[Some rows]
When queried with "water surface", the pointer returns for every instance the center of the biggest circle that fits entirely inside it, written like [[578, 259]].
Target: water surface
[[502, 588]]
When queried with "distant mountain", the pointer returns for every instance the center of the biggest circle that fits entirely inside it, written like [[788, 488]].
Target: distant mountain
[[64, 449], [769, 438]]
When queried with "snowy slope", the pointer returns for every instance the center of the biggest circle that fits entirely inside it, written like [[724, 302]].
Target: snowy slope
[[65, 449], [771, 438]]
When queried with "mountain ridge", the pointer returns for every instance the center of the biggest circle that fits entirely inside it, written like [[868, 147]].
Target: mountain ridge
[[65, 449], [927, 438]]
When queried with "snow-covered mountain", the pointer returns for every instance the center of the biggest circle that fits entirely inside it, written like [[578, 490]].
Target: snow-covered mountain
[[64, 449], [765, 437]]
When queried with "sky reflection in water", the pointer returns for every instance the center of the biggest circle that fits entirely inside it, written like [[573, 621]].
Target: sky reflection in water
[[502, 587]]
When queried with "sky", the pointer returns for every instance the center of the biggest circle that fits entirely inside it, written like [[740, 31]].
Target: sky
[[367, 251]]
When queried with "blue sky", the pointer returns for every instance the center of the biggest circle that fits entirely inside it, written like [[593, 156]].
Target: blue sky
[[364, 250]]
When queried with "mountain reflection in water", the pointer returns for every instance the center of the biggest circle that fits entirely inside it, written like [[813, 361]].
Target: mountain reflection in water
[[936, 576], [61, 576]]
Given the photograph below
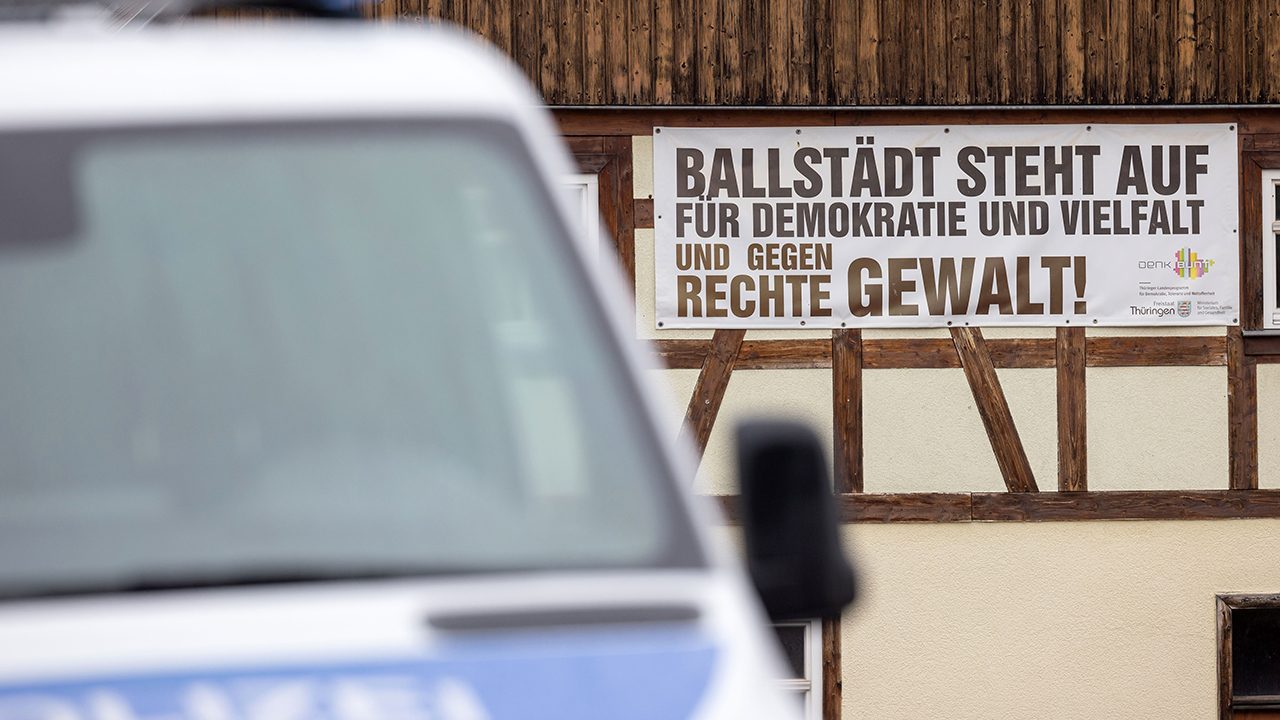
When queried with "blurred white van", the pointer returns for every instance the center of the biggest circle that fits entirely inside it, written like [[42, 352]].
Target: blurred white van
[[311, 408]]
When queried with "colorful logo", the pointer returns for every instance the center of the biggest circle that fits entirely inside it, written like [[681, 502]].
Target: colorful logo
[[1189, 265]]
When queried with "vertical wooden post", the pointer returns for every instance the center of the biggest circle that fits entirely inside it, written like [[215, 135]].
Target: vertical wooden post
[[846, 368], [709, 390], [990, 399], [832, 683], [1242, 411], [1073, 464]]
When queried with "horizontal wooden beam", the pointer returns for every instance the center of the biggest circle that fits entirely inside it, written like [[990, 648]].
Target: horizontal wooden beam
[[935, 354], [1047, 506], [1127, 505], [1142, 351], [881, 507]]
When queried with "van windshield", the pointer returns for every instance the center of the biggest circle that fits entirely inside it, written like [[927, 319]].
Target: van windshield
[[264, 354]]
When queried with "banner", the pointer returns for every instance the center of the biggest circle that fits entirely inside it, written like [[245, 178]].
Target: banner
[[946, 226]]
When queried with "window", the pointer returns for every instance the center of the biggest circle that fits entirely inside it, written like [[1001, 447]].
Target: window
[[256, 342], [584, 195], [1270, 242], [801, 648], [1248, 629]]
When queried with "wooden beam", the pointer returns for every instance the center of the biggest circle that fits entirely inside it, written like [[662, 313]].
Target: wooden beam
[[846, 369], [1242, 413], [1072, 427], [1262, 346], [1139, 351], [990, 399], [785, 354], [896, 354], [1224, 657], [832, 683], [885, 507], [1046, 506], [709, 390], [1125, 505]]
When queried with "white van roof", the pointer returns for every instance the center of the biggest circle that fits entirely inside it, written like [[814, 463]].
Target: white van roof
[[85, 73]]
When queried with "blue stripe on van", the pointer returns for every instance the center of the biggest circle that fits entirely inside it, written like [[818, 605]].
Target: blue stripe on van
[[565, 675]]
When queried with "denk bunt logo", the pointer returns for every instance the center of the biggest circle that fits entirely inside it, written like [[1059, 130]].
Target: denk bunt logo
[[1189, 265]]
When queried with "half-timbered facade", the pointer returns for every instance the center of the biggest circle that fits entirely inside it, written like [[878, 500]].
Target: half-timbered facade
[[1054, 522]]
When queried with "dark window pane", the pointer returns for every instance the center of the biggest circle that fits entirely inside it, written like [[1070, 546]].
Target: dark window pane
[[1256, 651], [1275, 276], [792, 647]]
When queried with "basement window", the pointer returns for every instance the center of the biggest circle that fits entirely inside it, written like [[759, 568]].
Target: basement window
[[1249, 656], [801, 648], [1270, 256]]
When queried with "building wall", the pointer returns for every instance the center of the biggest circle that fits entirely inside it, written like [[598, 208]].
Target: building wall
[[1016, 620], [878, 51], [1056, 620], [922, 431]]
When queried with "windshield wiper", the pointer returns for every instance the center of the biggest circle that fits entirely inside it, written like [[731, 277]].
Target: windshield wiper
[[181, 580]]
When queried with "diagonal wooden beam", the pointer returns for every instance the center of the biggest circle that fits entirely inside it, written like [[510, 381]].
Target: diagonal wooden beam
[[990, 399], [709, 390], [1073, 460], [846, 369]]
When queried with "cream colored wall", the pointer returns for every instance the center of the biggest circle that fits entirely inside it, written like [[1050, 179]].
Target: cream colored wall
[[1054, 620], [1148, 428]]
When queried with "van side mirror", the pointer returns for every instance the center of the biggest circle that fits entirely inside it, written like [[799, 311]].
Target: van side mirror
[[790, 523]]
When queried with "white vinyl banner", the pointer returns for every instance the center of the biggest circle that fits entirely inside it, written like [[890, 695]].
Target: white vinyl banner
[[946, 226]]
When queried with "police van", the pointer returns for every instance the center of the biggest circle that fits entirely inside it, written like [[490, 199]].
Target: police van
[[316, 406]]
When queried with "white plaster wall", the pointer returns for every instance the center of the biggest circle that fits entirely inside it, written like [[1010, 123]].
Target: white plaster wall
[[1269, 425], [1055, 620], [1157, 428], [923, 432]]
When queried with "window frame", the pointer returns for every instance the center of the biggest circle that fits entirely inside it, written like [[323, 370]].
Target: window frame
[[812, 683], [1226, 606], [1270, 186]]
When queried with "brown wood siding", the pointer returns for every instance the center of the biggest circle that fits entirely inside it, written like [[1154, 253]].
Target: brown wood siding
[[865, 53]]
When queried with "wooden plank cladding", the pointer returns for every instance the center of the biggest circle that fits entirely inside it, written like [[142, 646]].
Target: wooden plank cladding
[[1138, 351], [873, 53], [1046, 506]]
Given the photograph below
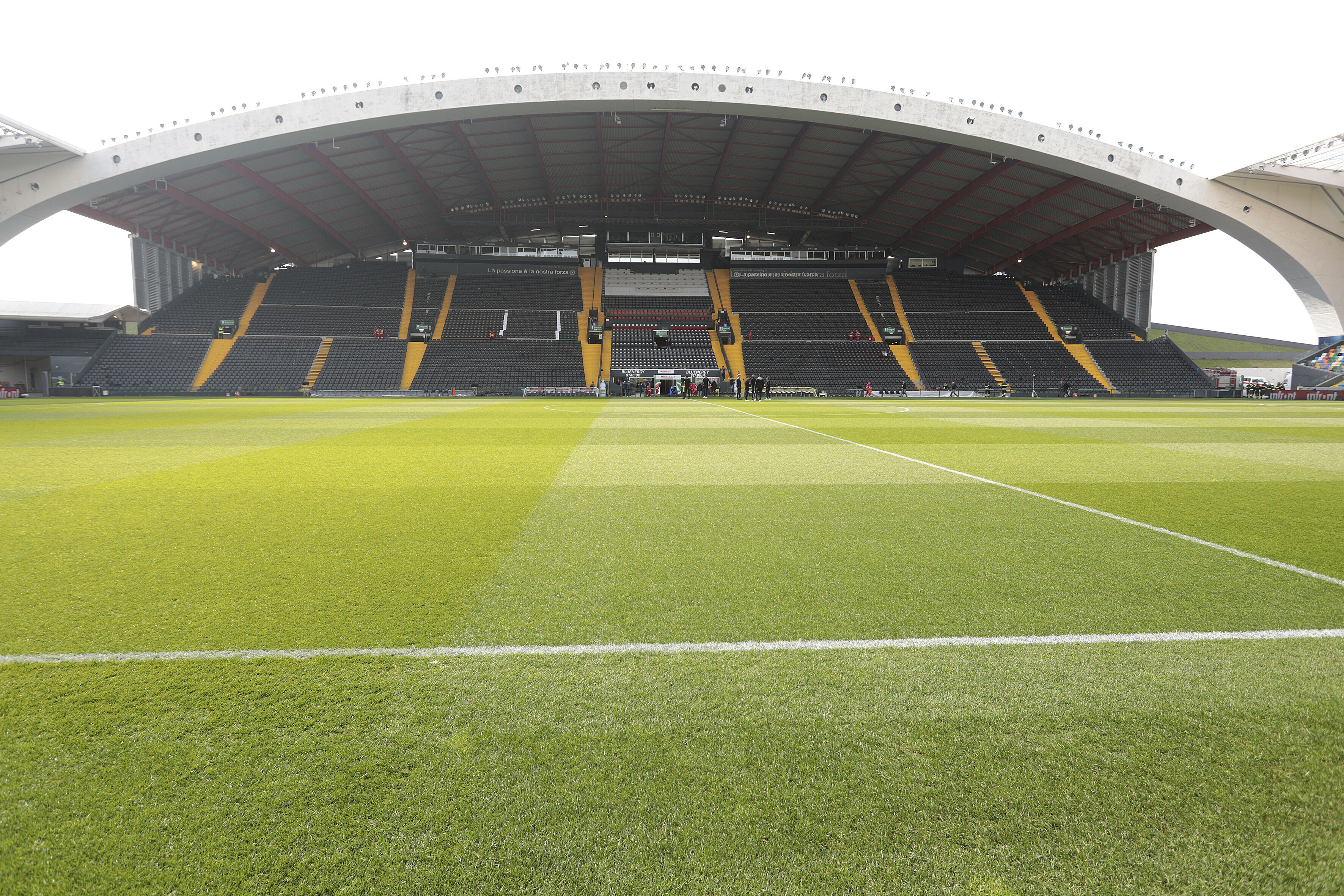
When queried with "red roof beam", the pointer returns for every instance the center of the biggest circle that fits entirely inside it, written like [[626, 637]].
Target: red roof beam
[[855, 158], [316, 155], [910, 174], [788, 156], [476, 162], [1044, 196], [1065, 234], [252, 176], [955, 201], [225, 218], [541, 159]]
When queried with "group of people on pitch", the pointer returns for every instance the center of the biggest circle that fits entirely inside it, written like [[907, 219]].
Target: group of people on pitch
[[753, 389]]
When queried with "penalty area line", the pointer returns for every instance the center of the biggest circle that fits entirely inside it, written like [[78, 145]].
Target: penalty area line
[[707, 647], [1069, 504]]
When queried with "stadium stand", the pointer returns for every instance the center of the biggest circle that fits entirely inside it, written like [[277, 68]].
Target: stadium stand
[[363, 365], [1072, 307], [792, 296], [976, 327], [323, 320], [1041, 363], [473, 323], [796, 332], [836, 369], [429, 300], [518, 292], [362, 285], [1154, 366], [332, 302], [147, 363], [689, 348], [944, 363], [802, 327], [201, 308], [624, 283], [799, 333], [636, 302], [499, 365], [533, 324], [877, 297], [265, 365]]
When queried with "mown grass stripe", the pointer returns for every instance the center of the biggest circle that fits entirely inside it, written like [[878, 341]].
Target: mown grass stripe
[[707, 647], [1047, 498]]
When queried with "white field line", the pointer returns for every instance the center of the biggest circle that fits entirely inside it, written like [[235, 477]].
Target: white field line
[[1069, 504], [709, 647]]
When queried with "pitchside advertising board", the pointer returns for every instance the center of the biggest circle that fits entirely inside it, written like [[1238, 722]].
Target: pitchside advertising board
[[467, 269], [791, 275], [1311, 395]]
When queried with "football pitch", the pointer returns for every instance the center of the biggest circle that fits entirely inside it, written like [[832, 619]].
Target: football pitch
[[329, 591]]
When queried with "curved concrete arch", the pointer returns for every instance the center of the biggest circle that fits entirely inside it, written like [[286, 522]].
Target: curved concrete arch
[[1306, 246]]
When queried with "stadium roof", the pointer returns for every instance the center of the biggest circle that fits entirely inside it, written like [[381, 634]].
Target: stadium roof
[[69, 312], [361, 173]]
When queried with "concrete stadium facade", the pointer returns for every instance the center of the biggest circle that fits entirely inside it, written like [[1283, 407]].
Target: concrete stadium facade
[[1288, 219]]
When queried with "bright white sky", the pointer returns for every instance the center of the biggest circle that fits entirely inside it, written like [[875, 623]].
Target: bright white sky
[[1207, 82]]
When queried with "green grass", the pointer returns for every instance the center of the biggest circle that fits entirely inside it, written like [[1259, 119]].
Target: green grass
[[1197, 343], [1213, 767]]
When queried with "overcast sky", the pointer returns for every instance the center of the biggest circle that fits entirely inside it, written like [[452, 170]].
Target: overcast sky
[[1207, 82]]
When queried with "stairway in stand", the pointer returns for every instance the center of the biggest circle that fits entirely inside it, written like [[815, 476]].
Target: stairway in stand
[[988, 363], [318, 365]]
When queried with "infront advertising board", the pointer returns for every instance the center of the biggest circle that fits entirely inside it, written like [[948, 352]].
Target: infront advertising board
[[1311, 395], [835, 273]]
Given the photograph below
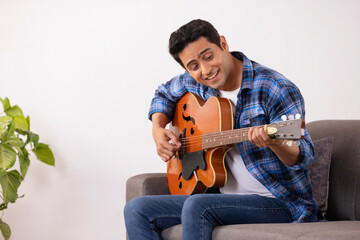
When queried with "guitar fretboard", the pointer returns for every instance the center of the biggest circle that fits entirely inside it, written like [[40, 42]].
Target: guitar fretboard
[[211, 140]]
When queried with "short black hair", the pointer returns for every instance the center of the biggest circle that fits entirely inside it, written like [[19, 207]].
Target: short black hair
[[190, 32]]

# Goal of the exercise
Rewrite the lines starting with the line with "like [[381, 634]]." and going on through the line with "[[1288, 219]]", swapping "stadium" for "arena" and leaving everything else unchanged.

# The reply
When queried with "arena roof", the pointer returns for every instance the center of the biggest circle that fits entirely inside it, written like [[381, 634]].
Target: arena roof
[[69, 312], [361, 173]]
When queried with "concrete arena facade", the pointer returns for every instance the center of the biggest circle that fits entirely inside it, written like [[1283, 407]].
Target: concrete arena facade
[[1288, 219]]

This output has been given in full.